Task to complete: All of the records should be given again verbatim.

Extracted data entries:
⟨
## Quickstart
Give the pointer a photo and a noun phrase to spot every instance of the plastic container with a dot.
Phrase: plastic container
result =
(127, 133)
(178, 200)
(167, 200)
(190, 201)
⟩
Exercise result:
## Quickstart
Give the pointer a photo and a noun phrase to spot every instance of the plastic container with a dot.
Phrase: plastic container
result =
(127, 133)
(178, 200)
(167, 200)
(190, 201)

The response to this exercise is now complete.